TASK DIRECTIONS: Leave out the pictures, and retype the remaining data exactly.

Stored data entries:
*** Block opens ***

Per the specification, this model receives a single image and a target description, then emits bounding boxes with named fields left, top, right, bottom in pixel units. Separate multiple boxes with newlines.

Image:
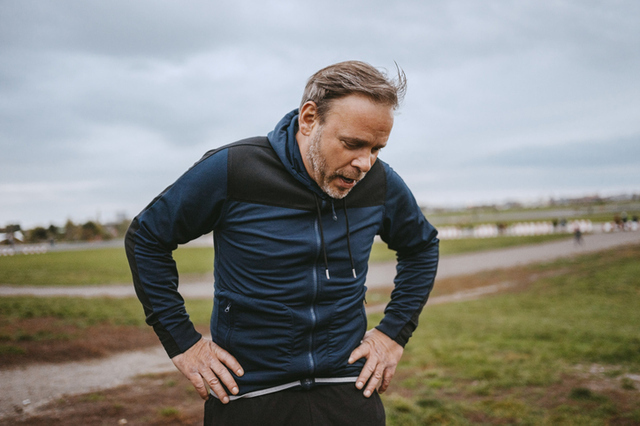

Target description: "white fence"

left=0, top=245, right=49, bottom=256
left=2, top=221, right=638, bottom=251
left=436, top=219, right=639, bottom=240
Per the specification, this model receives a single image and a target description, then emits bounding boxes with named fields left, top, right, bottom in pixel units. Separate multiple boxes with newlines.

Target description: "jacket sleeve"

left=125, top=149, right=228, bottom=358
left=375, top=163, right=439, bottom=347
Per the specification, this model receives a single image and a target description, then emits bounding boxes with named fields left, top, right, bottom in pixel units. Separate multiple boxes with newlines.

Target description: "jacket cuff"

left=161, top=322, right=202, bottom=358
left=375, top=312, right=411, bottom=347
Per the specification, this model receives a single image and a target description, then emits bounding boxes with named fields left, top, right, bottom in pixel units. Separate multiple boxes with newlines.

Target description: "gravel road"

left=1, top=230, right=639, bottom=418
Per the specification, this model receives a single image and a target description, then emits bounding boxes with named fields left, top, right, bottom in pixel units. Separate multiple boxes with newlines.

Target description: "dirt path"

left=2, top=231, right=639, bottom=418
left=1, top=347, right=172, bottom=419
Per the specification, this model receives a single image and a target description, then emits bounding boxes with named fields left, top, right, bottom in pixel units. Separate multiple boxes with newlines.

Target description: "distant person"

left=573, top=226, right=583, bottom=246
left=614, top=214, right=623, bottom=231
left=125, top=61, right=439, bottom=425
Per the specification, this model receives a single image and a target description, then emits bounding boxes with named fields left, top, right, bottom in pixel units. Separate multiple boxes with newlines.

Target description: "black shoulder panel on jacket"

left=227, top=137, right=387, bottom=210
left=228, top=137, right=317, bottom=210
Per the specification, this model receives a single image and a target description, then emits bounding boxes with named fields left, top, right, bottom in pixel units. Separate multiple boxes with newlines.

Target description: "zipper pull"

left=331, top=201, right=337, bottom=221
left=224, top=303, right=231, bottom=313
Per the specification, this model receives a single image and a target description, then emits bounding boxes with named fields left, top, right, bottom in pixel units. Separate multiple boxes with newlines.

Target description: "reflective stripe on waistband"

left=209, top=377, right=359, bottom=401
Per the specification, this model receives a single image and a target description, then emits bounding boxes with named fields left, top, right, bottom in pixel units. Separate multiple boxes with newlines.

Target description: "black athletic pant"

left=204, top=383, right=385, bottom=425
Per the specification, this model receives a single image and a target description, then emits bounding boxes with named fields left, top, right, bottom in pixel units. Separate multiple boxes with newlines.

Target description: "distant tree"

left=64, top=220, right=81, bottom=241
left=81, top=221, right=99, bottom=241
left=6, top=224, right=21, bottom=234
left=113, top=218, right=131, bottom=238
left=47, top=224, right=60, bottom=240
left=80, top=221, right=110, bottom=241
left=27, top=227, right=49, bottom=243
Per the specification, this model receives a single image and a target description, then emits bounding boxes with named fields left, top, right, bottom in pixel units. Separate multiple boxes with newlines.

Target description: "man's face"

left=303, top=95, right=394, bottom=199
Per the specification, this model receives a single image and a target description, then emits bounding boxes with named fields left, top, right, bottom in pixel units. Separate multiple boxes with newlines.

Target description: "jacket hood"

left=267, top=109, right=327, bottom=199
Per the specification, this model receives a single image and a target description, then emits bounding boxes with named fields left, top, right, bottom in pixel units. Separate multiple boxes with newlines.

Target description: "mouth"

left=337, top=175, right=358, bottom=188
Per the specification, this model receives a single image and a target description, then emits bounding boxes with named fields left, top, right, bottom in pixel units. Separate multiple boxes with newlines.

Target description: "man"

left=125, top=61, right=439, bottom=425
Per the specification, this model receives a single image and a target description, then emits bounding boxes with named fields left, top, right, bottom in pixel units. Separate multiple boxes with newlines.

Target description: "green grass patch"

left=81, top=393, right=106, bottom=403
left=439, top=233, right=571, bottom=256
left=382, top=243, right=640, bottom=424
left=0, top=247, right=132, bottom=286
left=159, top=406, right=181, bottom=418
left=0, top=297, right=213, bottom=327
left=0, top=245, right=214, bottom=286
left=370, top=233, right=571, bottom=262
left=0, top=344, right=26, bottom=355
left=2, top=234, right=569, bottom=286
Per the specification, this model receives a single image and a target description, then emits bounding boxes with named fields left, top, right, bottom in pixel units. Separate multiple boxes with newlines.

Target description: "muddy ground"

left=3, top=371, right=204, bottom=425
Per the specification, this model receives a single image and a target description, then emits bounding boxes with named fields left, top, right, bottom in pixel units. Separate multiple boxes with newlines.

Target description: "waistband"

left=210, top=377, right=359, bottom=401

*** Block closes ***

TASK RESULT:
Per the specification, this model receives a single image and a target description, then emits bounding boxes with named fields left, top, right, bottom in pixel units. Separate multiple boxes with newlines.

Image:

Target description: "white fence"

left=0, top=245, right=49, bottom=256
left=2, top=221, right=638, bottom=251
left=436, top=219, right=639, bottom=240
Per the specification, this model receives a single image and a target description, then emits bounding boxes with named fields left, top, right, bottom in pixel units. Separate multiple boxes with newlines.

Target description: "jacket sleeve"

left=125, top=149, right=228, bottom=358
left=375, top=163, right=439, bottom=347
Per the specification, this model receives a single image and a target description, then emits bounding boxes with named fields left, top, right, bottom in pixel units. Separate multiple boxes with newlines.

Target description: "jacket cuff"

left=161, top=322, right=202, bottom=358
left=375, top=312, right=411, bottom=347
Per the specification, this model receives a single image and a target description, then emits bounding boxes with named fields left, top, right, bottom in pixel units. Separate multiple boxes with newlines.

Target description: "gravel road"

left=1, top=230, right=639, bottom=418
Per the specification, this model receives a single image and a target description, then emits bounding boxes with named fields left, top, right, bottom in pixel units. Separate multiple boxes with newlines.

Target description: "dirt path"

left=2, top=231, right=639, bottom=418
left=1, top=347, right=172, bottom=419
Per the specification, this model receives a single image and a target description, then emits bounding boxes with named fields left, top, right, bottom in pixel units. Separate multiple boxes with newlines.

Target description: "distant person"

left=573, top=226, right=583, bottom=246
left=614, top=214, right=623, bottom=231
left=125, top=61, right=439, bottom=425
Per the specification, this model receives a single image and a target description, then emits bounding boxes with named fields left, top, right, bottom in pixel units. Separate multiple boxes with newlines.

Target description: "black shoulder panel on jacket"

left=227, top=137, right=387, bottom=210
left=228, top=137, right=317, bottom=210
Per the specification, this model receives a single image and a target description, then emits bounding boxes with named fields left, top, right, bottom in pixel units. Separate multiple boxes with newlines.

Target description: "zipper pull"

left=331, top=201, right=337, bottom=221
left=224, top=303, right=231, bottom=313
Per the specification, this model receives a single image and a target description, then emits bounding boxes with named fields left, top, right, bottom in pixel units. Separate multiple boxes with newlines.

Target description: "reflective stripe on waistband"

left=209, top=377, right=359, bottom=401
Per the specification, this model receives a single image and a target description, then emits bounding boxes with named fields left, top, right, bottom in pixel units. Separate multiple boxes with newlines.

Target description: "black athletic pant"

left=204, top=383, right=385, bottom=425
Per the specification, this model receives a single image and a target description, then emits bounding boxes with named fields left, top, right, bottom in pixel units. Separate multiple boxes with newlines.

Target description: "distant tree"

left=64, top=220, right=81, bottom=241
left=81, top=221, right=99, bottom=241
left=6, top=224, right=21, bottom=234
left=113, top=218, right=131, bottom=238
left=47, top=224, right=60, bottom=240
left=80, top=221, right=110, bottom=241
left=27, top=227, right=49, bottom=243
Per the specification, this model receives a single image and a target description, then emits bounding boxes with named fields left, top, right, bottom in pixel units. Separate multiple boxes with newlines.

Target description: "man's face"

left=303, top=95, right=394, bottom=199
Per the specification, this model receives a single image and a target description, then emits bounding boxes with named fields left, top, right, bottom in pixel units. Separate multiple boxes with newlines.

Target description: "jacket hood"

left=267, top=109, right=327, bottom=199
Per the specification, this model receives a single image and a target description, then emits bounding boxes with named fields left, top, right, bottom in pixel units. Separate multiple boxes with newlines.

Target description: "mouth"

left=337, top=175, right=358, bottom=188
Per the specification, this model receives a single image and a target description, then emits bounding boxes with named fields left, top, right, bottom in pixel units. Separate multiple boxes with newlines.

Target description: "man"

left=125, top=61, right=439, bottom=425
Per the specification, this model receives a single image and a target description, then emits bounding boxes with named fields left, top, right, bottom in pixel units. Separate multiple boxes with newlines.

Target description: "green grass patch"

left=81, top=393, right=106, bottom=403
left=439, top=233, right=571, bottom=256
left=382, top=243, right=640, bottom=424
left=0, top=247, right=132, bottom=286
left=159, top=406, right=181, bottom=418
left=0, top=297, right=213, bottom=327
left=0, top=245, right=214, bottom=286
left=370, top=233, right=571, bottom=262
left=0, top=344, right=26, bottom=355
left=2, top=234, right=569, bottom=286
Per the specification, this model receives a single image and a target description, then emits bounding boxes with named fields left, top, right, bottom in pixel units. Separate multiple boxes with newlines.

Target description: "muddy ground"

left=3, top=371, right=204, bottom=425
Per the specification, this model receives a single image and a target description, then emits bounding boxes with named fields left, top, right, bottom in pixel units. Separate multiple boxes with newlines.

Target description: "waistband"

left=210, top=377, right=359, bottom=401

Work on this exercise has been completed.